• _YOUR TASK_:
For this exercise, copy all the data exactly and include none of the pictures.
== STUDY MATERIAL ==
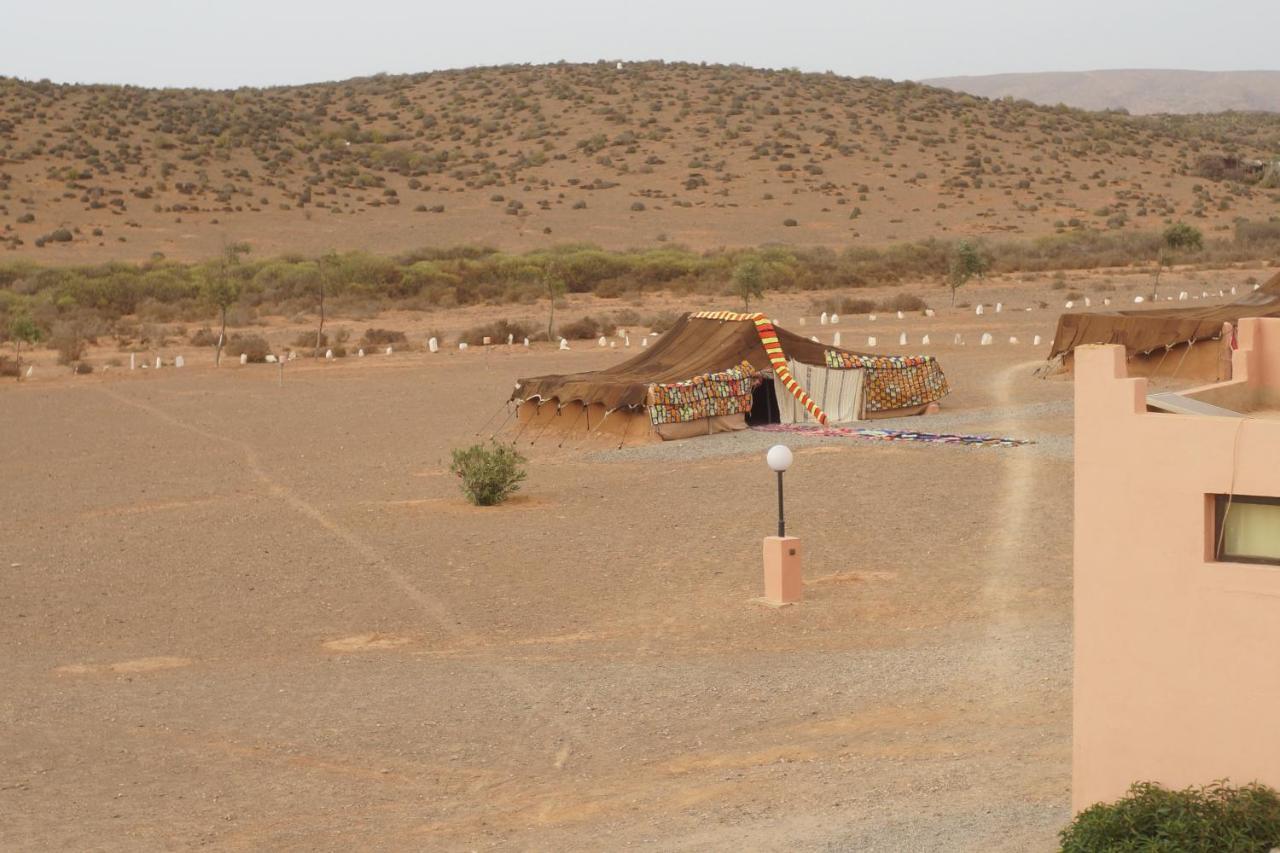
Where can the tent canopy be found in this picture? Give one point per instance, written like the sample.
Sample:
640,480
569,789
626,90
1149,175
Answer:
1143,331
691,347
===
• _SOLUTION_:
Where can the tent canopy be found in this picture? Give one point per instance, written like the sample.
Sample:
640,480
569,789
626,90
1149,175
Answer:
1143,331
691,347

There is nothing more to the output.